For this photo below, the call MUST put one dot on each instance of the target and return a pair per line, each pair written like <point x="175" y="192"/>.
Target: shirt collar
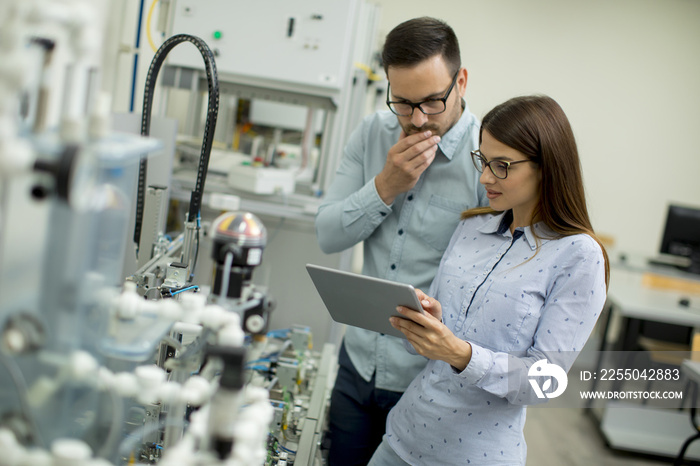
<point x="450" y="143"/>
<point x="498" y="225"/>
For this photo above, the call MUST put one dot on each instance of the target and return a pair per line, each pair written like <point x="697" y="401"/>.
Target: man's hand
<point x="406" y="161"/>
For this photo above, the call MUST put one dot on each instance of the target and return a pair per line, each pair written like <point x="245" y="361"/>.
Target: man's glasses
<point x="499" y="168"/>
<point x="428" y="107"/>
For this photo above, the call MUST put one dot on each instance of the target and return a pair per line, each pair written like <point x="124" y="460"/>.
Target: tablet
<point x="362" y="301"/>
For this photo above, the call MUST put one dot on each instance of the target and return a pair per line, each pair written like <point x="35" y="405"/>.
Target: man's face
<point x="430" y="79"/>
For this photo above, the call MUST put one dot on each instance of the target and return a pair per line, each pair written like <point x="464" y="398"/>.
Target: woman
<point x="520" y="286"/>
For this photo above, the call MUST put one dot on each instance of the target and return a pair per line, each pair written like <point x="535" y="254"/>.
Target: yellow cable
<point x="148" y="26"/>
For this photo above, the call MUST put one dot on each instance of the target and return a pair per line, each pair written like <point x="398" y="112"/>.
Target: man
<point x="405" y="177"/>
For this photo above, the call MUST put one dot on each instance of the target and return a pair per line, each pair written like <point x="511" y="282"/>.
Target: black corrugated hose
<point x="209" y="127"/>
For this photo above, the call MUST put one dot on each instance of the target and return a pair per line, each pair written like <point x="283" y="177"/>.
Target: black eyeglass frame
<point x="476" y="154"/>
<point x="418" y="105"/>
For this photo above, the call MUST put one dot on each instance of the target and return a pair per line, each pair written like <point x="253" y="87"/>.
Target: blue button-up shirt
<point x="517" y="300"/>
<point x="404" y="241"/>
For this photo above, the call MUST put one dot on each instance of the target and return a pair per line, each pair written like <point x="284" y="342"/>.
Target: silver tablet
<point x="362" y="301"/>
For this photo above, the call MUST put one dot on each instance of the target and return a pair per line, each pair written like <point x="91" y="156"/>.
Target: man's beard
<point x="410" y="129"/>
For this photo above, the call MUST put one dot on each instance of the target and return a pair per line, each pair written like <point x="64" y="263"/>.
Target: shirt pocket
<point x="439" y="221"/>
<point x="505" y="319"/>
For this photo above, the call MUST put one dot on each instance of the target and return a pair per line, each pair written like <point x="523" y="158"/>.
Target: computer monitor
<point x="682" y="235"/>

* * *

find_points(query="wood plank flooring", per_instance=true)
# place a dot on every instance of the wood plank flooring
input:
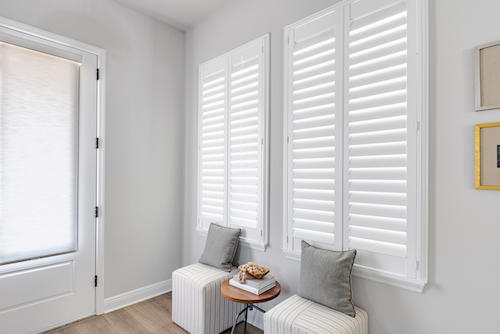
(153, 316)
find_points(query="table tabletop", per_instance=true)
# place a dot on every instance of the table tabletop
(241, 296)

* * *

(PROBLEM REQUIREMENTS): In the data above, which lines have "flooring"? Report each of them.

(YOUR RESPONSE):
find_points(query="wood plank flooring", per_instance=true)
# place a dot on every instance of the wood plank flooring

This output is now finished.